• TEXTE PRÉSENTÉ:

▽

Revenant sur le parcours de ces hommes et de ces femmes – notamment celui d’Aloïse Corbaz (1886-1964), qui devint la figure de proue de l’art brut –, le film pose cette question centrale : alors que ces artistes créent de la valeur (en témoigne aujourd’hui l’emballement lors des ventes aux enchères), comment préserver l’authenticité de leur démarche, tout en leur permettant de tirer parti de leur travail ?

Irruption du marché de l’art

Quelques entretiens bien choisis permettent de saisir les enjeux, passés et présents : Bruno Decharme, grand collectionneur qui a donné l’intégralité de son trésor, en 2021, au Centre Pompidou, à Paris (921 œuvres de 229 auteurs), retrace l’inéluctable irruption du marché de l’art, et souligne l’« ironie » de l’histoire, la plupart des créateurs ayant vécu « dans des conditions terribles ». Le galeriste parisien Eric Gauthier (Le Moineau écarlate, dans le 20e arrondissement) évoque l’histoire de l’artiste Hassan, d’origine sénégalaise, qu’il découvrit en 2009 à Barcelone : il vivait dans la rue et récupérait le bois de caisses de vin pour y dessiner des maisons, très graphiques, dont la cote s’envola après sa mort, en 2012.

△

• LISTE DES ENREGISTREMENTS:

▽

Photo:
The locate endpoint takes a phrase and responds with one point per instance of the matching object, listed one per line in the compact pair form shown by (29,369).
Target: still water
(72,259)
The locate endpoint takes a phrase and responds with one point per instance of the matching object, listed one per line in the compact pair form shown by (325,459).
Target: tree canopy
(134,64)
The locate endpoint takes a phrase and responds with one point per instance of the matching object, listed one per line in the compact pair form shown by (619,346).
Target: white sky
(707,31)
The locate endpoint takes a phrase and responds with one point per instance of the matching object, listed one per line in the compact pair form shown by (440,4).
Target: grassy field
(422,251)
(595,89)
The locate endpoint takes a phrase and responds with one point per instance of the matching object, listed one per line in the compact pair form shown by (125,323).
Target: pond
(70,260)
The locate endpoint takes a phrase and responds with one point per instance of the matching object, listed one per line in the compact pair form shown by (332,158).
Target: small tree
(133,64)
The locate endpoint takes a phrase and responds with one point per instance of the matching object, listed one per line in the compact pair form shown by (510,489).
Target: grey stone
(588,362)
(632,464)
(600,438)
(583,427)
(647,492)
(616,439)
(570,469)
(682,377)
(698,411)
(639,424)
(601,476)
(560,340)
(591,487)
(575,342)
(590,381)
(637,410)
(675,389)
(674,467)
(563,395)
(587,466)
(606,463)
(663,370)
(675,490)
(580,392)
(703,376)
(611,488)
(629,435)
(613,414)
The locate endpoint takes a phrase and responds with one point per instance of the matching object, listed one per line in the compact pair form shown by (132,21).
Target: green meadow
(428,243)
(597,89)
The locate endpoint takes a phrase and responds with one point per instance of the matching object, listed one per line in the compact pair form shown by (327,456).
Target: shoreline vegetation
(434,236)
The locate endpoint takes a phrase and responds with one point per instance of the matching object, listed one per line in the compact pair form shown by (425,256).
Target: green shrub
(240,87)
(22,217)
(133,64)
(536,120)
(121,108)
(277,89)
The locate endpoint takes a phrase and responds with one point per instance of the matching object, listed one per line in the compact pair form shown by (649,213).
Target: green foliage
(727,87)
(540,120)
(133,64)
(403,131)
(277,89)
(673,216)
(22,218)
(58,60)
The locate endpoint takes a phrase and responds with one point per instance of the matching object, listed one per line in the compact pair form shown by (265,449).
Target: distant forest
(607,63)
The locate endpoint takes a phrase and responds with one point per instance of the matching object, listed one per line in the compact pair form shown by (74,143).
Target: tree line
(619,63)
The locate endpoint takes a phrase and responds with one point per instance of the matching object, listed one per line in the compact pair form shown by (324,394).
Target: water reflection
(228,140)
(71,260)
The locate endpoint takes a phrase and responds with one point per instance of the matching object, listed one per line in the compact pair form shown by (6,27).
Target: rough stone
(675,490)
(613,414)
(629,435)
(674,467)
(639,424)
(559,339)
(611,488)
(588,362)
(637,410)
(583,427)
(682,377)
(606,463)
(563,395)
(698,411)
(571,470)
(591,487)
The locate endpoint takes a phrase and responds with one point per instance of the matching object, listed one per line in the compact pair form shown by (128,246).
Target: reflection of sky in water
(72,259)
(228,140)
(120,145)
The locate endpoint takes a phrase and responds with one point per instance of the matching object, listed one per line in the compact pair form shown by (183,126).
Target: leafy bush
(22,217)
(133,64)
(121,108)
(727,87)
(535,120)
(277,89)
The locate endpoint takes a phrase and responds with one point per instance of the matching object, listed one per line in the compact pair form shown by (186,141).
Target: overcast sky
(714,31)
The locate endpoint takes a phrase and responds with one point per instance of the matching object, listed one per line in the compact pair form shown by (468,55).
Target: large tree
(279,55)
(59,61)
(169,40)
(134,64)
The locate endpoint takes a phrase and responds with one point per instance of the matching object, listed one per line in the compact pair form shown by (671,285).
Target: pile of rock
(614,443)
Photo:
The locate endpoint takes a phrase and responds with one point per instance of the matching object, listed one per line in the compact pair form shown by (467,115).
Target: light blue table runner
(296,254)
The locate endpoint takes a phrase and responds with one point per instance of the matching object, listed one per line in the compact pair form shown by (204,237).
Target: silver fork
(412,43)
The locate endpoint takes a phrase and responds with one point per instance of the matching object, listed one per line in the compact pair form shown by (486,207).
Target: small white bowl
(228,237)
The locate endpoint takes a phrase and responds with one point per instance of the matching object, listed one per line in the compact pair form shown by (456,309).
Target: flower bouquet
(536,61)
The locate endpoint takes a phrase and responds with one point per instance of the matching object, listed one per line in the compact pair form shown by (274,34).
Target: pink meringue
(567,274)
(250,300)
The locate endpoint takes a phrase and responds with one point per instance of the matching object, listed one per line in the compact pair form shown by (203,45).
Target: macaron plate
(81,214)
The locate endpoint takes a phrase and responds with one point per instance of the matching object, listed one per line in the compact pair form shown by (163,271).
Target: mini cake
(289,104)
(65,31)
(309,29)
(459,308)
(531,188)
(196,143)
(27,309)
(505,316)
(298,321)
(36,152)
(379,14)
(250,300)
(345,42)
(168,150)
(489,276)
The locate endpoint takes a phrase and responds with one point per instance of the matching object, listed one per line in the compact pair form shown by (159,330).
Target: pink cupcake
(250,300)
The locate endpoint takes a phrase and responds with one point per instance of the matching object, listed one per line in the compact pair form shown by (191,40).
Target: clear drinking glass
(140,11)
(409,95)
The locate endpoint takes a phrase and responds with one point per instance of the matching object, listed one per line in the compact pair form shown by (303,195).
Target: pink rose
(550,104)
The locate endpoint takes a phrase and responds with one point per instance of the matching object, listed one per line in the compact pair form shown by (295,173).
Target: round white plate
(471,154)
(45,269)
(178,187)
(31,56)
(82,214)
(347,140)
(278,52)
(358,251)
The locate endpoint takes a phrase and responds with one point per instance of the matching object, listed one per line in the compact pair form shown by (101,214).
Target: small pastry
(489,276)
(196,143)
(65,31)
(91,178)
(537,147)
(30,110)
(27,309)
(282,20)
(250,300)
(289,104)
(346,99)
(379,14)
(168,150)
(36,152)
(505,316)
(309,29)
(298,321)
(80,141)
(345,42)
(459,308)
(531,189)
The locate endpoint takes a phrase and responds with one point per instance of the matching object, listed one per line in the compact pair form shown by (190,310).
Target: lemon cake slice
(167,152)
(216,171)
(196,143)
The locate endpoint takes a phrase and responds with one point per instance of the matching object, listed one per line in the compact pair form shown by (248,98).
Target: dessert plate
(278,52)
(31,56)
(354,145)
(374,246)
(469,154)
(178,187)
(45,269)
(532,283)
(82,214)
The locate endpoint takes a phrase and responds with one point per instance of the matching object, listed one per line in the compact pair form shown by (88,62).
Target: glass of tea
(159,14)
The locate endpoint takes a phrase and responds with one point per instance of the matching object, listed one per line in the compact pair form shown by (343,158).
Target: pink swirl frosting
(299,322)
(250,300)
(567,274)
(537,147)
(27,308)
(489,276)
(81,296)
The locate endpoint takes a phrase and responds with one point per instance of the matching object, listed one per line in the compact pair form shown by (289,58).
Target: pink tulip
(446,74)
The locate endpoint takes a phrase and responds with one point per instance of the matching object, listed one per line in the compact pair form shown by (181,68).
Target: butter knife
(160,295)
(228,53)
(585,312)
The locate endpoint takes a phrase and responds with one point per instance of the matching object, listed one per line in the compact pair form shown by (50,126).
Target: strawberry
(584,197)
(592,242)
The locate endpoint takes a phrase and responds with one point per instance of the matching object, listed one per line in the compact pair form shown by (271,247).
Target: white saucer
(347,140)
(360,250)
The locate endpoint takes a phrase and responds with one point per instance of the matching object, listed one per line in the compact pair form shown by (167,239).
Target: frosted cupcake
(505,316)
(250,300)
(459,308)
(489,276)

△

• OBJECTIFS:
a) D'après le texte sur l'art brut, répondez aux questions suivantes :
(i) Quelles années de naissance et de mort sont indiquées pour Aloïse Corbaz ?
(ii) Combien d'œuvres Bruno Decharme a-t-il données au Centre Pompidou ?
(iii) Dans quelle ville Eric Gauthier a-t-il découvert l'artiste Hassan ?
b) Filtrez les enregistrements en recopiant chaque ligne qui contient la chaîne « stone ». La casse compte.

• RÉPONSES:
a)
(i) 1886 et 1964.
(ii) 921 œuvres, de 229 auteurs.
(iii) À Barcelone.

b)
Target: grey stone
Target: rough stone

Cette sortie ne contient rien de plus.